● **Problem to solve**:
The exercise calls for every entry that follows to be repeated exactly.

● **Entries supplied**:
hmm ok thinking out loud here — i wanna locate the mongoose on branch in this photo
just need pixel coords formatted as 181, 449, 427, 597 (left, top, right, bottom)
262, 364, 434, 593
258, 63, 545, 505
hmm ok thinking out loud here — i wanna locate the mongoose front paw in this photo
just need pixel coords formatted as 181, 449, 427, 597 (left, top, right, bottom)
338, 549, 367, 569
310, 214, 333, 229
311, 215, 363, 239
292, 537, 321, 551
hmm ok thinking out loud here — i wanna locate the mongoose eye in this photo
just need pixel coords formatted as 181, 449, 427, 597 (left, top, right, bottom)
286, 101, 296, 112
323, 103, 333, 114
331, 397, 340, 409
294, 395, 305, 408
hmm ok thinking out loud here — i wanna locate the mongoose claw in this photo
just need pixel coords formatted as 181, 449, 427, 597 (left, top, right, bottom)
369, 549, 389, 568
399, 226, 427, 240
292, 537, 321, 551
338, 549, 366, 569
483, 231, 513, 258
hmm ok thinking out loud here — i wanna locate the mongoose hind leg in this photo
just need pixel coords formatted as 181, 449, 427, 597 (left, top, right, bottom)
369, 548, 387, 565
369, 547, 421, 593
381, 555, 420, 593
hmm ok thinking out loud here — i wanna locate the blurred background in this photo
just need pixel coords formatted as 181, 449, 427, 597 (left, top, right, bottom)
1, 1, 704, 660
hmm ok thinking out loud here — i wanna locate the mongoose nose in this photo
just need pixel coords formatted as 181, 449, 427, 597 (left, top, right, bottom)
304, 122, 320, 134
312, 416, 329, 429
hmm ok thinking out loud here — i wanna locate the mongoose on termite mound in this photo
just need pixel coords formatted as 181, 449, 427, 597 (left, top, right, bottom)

● **Expected output**:
hmm ok thinking out loud here — i wanna locate the mongoose on branch in this photo
just need pixel coords formatted as 181, 449, 427, 597 (left, top, right, bottom)
262, 364, 434, 593
258, 63, 545, 505
hmm ok thinking out loud here — i wanna locate the mongoose front paw in this photo
just need pixel coords formatted as 181, 449, 427, 597 (left, top, right, bottom)
338, 549, 367, 569
310, 214, 333, 229
311, 215, 363, 239
292, 537, 321, 551
hmm ok thinking out loud here — i wanna locate the mongoose eye in this photo
just need pixel coords formatted as 181, 449, 427, 597 (left, top, right, bottom)
286, 101, 296, 112
323, 103, 333, 114
331, 397, 340, 409
294, 395, 305, 408
hmm ok thinking out loud here — i wanna locate the mongoose claw in this photo
just need pixel coords formatted as 181, 449, 427, 597 (left, top, right, bottom)
369, 549, 389, 568
399, 226, 427, 240
292, 537, 321, 551
338, 549, 366, 569
483, 231, 513, 258
hmm ok thinking out loud here — i wanna locate the mongoose hind leg in this photo
just need pixel coords formatted as 181, 449, 427, 597 (left, top, right, bottom)
369, 548, 387, 565
369, 547, 421, 593
381, 555, 420, 593
hmm ok thinking out loud here — i wanna locate the blurred background in this photo
just need pixel coords formatted as 181, 449, 427, 597 (left, top, right, bottom)
1, 1, 704, 660
hmm ok thinking out loud here — i wanna locate the mongoose nose in this photo
just need pixel coords formatted as 181, 449, 427, 597 (left, top, right, bottom)
304, 122, 320, 134
312, 416, 329, 429
hmm ok thinking out loud here — i wanna locate the mongoose on termite mound in this photo
just need pixel coords formatted as 181, 449, 427, 597 (left, top, right, bottom)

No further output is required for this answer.